┏━━

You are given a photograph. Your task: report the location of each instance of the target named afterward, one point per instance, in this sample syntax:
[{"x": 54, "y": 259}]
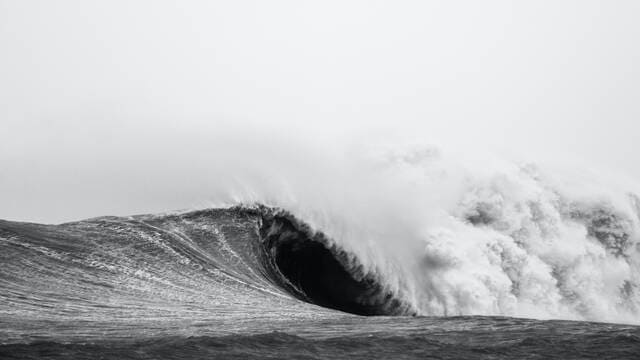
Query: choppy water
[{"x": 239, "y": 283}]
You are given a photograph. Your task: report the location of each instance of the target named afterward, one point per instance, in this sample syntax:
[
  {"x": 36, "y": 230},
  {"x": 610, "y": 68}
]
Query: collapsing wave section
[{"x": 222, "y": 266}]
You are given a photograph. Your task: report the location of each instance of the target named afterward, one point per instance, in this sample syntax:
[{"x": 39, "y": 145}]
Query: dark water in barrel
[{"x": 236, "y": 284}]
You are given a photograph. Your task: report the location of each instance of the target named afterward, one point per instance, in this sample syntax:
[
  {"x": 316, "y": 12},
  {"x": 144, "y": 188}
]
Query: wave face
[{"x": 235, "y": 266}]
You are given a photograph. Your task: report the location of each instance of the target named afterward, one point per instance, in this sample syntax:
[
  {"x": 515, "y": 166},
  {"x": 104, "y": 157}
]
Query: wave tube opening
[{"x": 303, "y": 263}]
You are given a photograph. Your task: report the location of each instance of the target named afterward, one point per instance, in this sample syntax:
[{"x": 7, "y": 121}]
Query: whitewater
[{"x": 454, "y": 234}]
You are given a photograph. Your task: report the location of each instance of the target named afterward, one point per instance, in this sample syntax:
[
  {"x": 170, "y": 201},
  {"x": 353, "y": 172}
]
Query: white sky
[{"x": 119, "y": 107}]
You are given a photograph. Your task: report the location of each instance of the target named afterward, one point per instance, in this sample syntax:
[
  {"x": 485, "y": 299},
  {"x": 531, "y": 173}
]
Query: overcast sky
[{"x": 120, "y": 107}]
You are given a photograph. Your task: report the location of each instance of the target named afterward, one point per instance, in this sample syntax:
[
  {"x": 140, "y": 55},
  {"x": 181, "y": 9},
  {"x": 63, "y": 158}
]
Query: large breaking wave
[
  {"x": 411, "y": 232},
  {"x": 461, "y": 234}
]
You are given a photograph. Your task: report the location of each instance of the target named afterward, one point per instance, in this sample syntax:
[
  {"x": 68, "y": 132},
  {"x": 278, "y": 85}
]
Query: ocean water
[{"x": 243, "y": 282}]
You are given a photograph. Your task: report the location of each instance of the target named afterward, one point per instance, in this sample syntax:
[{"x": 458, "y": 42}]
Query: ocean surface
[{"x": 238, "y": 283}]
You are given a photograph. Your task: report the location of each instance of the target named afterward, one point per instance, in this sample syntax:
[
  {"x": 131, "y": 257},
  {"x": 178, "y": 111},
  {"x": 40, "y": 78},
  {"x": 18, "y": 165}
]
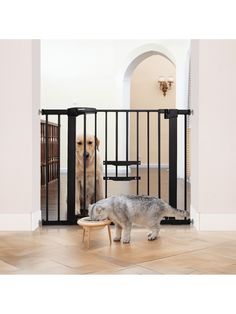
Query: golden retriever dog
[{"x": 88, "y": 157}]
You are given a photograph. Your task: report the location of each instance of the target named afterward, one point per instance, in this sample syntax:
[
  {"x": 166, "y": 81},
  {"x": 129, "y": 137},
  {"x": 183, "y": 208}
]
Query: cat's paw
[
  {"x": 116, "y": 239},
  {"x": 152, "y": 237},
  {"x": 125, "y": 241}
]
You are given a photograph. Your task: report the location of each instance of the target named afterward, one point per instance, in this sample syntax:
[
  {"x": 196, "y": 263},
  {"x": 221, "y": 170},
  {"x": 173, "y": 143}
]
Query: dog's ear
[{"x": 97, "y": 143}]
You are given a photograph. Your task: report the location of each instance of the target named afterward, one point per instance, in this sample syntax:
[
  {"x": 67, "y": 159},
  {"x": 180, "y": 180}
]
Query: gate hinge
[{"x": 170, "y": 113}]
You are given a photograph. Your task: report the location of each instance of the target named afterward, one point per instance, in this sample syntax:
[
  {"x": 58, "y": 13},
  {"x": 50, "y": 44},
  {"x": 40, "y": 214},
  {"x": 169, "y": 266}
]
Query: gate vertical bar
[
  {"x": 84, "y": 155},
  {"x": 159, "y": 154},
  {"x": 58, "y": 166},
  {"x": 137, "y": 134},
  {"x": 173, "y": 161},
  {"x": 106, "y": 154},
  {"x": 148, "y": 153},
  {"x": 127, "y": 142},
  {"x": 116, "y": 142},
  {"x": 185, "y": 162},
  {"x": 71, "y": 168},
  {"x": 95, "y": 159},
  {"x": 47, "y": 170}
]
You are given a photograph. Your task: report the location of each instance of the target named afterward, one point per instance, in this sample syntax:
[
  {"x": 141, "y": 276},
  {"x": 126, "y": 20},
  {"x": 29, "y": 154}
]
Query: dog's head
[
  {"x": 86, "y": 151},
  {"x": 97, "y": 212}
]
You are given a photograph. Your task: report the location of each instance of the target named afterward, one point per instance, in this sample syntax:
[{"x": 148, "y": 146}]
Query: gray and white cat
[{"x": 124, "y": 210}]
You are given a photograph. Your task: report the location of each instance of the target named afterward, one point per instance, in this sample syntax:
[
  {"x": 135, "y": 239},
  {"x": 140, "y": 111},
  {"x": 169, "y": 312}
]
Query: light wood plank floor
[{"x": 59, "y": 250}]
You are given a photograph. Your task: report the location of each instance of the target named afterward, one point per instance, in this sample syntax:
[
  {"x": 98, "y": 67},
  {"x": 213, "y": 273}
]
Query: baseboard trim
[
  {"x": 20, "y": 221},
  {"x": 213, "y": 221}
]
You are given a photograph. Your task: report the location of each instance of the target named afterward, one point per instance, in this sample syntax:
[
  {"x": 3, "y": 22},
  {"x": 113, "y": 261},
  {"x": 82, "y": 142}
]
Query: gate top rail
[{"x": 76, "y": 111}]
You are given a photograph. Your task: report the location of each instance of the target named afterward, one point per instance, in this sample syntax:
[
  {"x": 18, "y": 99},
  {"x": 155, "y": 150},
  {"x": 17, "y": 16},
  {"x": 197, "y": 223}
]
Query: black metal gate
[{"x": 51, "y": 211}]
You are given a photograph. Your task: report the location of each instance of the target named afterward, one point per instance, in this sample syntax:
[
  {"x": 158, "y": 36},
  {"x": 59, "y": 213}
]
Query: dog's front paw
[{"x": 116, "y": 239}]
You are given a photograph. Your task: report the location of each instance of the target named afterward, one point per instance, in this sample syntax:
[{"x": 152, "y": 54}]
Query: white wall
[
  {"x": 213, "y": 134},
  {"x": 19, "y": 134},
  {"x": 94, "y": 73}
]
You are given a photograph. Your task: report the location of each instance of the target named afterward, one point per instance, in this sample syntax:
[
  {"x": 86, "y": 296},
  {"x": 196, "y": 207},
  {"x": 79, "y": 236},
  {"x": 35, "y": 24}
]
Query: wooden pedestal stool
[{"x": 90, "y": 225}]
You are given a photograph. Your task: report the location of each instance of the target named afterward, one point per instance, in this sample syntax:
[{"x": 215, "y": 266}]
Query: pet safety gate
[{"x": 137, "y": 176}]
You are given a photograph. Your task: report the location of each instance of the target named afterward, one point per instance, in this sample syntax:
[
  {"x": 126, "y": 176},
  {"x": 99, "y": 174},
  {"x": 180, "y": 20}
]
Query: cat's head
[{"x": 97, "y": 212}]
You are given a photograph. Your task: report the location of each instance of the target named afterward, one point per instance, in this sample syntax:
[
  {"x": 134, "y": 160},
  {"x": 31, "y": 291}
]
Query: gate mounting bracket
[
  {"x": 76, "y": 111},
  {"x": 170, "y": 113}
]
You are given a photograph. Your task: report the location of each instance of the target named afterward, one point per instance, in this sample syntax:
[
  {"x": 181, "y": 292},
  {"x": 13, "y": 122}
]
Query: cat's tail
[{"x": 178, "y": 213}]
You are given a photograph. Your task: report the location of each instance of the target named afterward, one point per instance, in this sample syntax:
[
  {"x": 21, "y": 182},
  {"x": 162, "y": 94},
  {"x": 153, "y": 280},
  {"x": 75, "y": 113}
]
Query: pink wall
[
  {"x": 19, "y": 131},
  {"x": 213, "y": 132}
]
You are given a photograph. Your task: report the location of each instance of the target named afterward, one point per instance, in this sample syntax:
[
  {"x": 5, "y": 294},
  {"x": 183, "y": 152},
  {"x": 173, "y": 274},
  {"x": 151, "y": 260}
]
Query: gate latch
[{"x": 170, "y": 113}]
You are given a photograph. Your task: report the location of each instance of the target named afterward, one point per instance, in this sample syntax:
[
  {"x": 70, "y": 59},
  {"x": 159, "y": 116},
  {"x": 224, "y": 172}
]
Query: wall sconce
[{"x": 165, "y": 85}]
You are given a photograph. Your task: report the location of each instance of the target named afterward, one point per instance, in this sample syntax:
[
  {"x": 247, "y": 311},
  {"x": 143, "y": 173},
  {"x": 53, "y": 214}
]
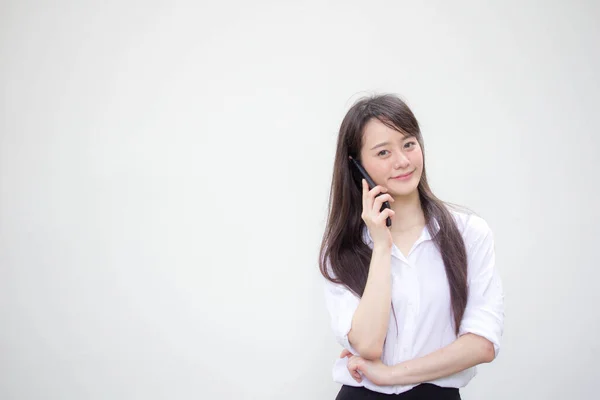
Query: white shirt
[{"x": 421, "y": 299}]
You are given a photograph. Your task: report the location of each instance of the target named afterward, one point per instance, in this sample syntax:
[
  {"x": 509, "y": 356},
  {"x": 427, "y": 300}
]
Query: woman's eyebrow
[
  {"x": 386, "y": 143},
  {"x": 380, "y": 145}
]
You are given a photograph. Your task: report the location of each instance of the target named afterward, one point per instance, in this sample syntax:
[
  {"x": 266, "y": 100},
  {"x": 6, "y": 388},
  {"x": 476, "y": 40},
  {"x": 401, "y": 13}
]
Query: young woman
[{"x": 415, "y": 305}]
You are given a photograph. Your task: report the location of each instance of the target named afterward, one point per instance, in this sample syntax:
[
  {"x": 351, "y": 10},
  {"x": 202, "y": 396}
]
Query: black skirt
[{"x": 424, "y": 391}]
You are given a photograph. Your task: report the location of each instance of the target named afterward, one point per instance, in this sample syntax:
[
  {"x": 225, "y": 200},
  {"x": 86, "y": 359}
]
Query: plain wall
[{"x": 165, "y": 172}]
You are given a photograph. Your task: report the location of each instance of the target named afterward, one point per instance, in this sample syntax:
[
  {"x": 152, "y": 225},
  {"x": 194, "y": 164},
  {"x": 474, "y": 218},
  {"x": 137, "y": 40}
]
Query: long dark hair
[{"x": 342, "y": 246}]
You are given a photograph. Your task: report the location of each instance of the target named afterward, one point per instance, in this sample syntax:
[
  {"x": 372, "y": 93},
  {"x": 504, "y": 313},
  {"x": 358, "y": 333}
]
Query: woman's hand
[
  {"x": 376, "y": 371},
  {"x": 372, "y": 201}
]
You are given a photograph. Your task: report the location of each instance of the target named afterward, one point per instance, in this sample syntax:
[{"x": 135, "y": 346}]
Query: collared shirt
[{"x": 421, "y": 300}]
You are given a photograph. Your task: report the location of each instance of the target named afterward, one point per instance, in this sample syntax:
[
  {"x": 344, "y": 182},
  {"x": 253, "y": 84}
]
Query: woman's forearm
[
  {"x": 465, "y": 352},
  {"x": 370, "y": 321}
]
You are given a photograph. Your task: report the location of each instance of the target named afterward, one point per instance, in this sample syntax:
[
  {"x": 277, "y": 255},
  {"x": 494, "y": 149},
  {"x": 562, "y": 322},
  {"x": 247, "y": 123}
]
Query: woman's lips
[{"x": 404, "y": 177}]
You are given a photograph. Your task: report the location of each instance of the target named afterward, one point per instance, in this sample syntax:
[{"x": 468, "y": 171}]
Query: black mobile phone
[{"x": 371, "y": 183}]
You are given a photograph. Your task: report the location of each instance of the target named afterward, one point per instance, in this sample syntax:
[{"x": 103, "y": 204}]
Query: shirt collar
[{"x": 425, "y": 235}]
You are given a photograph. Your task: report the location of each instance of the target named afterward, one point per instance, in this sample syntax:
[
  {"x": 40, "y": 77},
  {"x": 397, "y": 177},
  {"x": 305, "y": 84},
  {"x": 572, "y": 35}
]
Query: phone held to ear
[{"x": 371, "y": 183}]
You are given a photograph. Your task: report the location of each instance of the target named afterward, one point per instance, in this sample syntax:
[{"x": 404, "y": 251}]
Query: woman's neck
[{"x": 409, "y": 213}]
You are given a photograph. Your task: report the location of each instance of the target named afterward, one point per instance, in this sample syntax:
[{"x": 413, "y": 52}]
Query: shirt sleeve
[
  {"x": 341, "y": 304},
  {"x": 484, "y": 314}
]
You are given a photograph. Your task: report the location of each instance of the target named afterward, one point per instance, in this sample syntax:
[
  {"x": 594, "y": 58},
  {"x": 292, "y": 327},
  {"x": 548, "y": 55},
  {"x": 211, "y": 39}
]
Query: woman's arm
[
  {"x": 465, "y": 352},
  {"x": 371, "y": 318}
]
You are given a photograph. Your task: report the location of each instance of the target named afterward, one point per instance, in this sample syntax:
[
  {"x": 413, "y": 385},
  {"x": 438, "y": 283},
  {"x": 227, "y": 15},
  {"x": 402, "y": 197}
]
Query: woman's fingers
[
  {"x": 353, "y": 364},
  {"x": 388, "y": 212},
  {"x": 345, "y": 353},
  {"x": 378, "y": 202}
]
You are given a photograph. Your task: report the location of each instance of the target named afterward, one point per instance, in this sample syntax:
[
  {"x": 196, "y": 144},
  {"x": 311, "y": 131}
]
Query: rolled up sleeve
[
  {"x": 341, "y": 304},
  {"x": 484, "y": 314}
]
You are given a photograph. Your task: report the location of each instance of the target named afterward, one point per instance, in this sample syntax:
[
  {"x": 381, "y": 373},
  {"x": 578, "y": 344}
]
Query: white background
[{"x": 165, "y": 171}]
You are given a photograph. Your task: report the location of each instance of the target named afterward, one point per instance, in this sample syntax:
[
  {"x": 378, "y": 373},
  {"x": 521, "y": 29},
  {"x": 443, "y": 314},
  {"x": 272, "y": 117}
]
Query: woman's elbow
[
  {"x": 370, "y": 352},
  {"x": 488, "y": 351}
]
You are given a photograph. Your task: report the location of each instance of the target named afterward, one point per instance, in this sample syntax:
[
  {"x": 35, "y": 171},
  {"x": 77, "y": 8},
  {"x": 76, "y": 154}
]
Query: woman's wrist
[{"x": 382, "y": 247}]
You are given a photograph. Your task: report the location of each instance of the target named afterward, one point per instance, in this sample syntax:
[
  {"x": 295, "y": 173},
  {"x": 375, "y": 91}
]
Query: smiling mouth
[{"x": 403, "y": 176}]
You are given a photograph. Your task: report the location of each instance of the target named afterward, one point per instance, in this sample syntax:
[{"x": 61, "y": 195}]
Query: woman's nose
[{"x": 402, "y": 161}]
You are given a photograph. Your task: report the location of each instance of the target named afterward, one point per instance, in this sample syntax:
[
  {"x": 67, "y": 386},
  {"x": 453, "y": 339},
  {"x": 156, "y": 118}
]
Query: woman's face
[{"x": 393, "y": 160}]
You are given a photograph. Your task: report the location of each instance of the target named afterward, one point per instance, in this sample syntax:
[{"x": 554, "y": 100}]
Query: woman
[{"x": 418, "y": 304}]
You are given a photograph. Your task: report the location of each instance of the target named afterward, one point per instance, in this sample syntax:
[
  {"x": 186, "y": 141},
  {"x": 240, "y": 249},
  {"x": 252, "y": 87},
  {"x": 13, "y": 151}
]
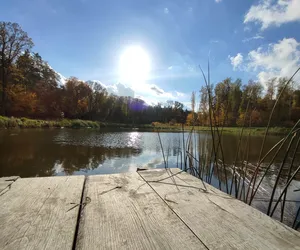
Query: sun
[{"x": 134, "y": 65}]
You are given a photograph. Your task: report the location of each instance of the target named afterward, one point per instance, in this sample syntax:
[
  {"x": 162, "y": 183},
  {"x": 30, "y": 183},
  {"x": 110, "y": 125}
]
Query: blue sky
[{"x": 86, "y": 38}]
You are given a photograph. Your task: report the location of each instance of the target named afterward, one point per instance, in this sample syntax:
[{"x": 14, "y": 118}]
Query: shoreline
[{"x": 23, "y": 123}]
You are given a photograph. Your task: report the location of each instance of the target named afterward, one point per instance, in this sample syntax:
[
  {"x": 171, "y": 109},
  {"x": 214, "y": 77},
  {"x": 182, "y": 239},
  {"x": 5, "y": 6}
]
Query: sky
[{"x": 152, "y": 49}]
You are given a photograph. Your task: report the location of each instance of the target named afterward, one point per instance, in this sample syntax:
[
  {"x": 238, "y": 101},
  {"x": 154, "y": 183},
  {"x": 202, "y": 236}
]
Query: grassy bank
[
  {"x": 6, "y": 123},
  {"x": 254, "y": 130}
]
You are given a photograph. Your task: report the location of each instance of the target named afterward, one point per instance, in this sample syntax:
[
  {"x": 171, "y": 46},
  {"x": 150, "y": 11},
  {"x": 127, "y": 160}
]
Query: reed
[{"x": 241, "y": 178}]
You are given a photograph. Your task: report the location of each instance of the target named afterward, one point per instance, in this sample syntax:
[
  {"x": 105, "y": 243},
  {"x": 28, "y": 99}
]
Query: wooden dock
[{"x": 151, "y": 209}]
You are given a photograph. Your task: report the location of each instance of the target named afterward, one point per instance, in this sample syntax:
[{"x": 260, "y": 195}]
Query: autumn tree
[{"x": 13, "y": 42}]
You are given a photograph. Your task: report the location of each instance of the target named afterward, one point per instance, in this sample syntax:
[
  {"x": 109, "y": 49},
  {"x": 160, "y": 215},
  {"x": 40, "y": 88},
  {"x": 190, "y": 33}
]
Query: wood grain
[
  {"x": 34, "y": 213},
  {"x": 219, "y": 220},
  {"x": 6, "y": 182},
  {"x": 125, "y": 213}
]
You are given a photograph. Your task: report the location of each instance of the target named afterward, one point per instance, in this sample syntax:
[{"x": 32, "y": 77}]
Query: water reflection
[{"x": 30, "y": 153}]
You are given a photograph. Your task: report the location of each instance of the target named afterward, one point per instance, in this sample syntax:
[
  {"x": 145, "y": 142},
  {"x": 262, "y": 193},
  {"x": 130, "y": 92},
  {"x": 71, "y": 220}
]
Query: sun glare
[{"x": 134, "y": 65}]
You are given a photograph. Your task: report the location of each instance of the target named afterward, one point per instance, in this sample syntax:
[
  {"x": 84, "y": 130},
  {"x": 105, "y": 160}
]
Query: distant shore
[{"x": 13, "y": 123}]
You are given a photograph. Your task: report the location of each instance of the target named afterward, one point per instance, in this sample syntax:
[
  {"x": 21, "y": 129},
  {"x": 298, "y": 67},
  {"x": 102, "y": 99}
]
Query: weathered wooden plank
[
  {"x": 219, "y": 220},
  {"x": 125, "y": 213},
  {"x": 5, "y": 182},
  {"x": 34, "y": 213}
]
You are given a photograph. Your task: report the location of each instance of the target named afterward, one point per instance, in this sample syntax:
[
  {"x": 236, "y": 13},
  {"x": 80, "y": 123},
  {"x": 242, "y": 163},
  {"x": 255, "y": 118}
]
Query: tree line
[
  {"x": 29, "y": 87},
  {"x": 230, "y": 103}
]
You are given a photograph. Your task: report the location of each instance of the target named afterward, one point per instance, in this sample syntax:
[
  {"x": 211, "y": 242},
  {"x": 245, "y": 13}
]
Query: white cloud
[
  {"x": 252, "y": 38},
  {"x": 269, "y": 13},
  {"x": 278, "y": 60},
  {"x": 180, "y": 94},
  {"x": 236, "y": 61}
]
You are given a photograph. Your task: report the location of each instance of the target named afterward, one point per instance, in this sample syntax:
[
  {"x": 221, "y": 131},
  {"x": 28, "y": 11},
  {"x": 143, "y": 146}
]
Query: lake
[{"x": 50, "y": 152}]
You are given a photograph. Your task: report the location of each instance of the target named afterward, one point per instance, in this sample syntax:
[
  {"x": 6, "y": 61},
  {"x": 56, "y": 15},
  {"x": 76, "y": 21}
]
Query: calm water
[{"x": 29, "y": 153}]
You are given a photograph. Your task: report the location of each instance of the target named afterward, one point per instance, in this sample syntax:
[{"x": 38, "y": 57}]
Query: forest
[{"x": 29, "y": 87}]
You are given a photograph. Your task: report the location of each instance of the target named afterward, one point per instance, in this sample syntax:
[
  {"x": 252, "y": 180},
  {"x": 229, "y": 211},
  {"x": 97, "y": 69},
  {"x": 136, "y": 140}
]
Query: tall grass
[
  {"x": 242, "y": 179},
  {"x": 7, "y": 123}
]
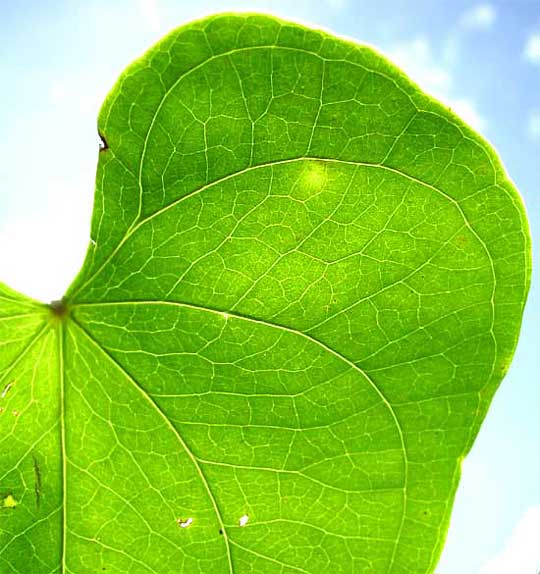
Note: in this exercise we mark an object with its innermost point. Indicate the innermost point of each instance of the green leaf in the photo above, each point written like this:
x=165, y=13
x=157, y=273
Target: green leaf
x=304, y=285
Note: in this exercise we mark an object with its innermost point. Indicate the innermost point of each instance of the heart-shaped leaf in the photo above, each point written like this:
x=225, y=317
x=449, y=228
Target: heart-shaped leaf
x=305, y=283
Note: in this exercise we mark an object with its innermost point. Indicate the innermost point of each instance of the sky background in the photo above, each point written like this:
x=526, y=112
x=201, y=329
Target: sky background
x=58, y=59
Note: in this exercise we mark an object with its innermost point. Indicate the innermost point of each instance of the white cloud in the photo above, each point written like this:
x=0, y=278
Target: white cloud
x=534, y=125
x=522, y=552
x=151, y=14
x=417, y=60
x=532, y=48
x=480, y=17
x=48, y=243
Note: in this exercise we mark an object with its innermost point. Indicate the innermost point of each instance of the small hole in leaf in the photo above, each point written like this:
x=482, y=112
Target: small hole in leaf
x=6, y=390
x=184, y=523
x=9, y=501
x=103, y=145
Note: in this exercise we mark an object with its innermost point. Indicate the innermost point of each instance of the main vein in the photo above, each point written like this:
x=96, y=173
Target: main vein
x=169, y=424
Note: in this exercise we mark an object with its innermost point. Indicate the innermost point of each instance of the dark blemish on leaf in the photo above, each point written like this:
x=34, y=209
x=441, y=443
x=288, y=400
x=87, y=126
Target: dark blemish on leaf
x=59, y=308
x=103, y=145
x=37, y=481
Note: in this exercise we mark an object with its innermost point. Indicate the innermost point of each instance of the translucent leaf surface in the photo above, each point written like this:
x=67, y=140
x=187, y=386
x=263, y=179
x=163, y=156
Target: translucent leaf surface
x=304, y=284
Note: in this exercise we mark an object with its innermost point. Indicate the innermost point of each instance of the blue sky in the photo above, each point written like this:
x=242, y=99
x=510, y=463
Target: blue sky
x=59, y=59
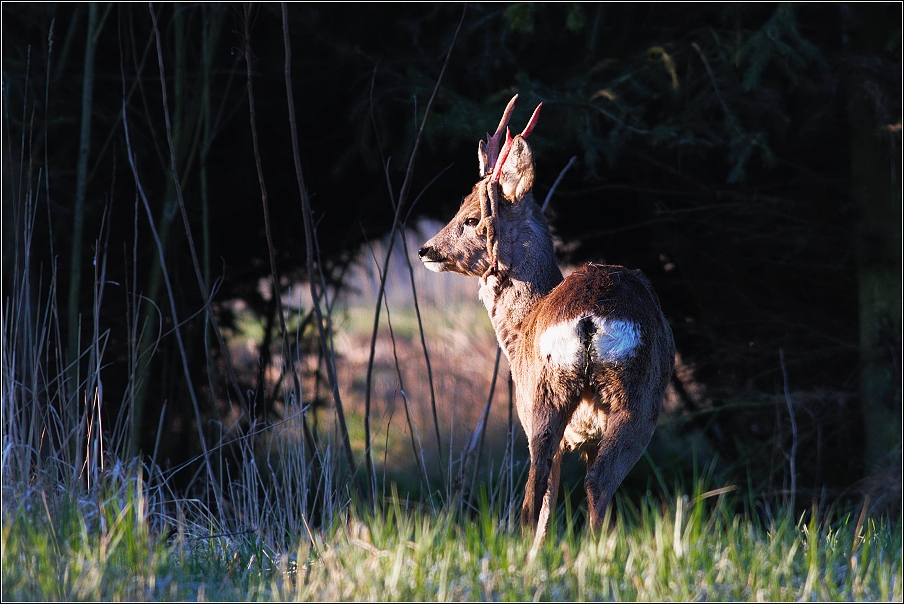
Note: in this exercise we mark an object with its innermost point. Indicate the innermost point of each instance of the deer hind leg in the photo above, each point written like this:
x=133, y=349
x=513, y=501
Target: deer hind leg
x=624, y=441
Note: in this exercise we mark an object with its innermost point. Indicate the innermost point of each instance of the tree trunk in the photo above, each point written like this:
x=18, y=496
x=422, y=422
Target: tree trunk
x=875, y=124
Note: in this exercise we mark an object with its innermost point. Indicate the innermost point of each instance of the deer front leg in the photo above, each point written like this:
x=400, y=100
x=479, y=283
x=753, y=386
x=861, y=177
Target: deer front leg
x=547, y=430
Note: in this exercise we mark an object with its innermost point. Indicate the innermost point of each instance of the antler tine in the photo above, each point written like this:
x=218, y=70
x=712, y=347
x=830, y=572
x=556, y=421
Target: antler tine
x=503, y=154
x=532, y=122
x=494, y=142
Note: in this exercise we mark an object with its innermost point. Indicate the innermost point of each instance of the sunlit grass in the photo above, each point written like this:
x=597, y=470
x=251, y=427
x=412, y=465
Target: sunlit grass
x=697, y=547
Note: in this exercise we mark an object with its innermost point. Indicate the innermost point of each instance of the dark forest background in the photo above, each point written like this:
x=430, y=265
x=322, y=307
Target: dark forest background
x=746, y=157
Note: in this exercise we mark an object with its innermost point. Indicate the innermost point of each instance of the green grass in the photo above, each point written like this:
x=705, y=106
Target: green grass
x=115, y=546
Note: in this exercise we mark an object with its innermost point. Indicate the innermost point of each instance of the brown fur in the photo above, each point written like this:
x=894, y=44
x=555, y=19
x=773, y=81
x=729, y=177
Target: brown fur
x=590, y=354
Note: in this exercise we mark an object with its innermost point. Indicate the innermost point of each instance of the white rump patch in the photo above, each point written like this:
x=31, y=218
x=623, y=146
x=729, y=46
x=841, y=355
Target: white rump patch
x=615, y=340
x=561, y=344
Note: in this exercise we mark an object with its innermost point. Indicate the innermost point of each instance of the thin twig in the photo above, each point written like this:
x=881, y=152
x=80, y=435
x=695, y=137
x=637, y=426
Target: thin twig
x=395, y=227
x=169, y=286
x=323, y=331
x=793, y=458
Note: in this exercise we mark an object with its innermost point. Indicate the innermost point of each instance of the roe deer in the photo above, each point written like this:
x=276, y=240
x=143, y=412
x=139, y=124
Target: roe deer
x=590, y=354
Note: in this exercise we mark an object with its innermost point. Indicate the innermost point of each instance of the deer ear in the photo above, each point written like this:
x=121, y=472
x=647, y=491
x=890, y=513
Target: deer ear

┗━━

The response must contain exactly the lines from the one with "x=841, y=355" to the end of the entries above, both included, and nothing more.

*Written solution*
x=841, y=355
Target: white rump patch
x=615, y=340
x=561, y=344
Note: in this exercise we mark an object with its innermost point. Indicate the innermost point of each instance of the thin twig in the photo above, each point written like this:
x=881, y=152
x=80, y=435
x=695, y=137
x=637, y=426
Target: thin twig
x=395, y=227
x=169, y=286
x=323, y=331
x=793, y=458
Note: in this exercise we mark an object with its innermost point. Indicate the innermost point of each instance of the roe deer in the photo above, each point written like this:
x=276, y=240
x=143, y=412
x=139, y=124
Target: roe deer
x=590, y=354
Note: in this exercise we mark an object with its innermost point. Indicate the innermost point of each instance of the deer ear in the photo above, each point written like this:
x=121, y=472
x=647, y=491
x=890, y=513
Target: deer ear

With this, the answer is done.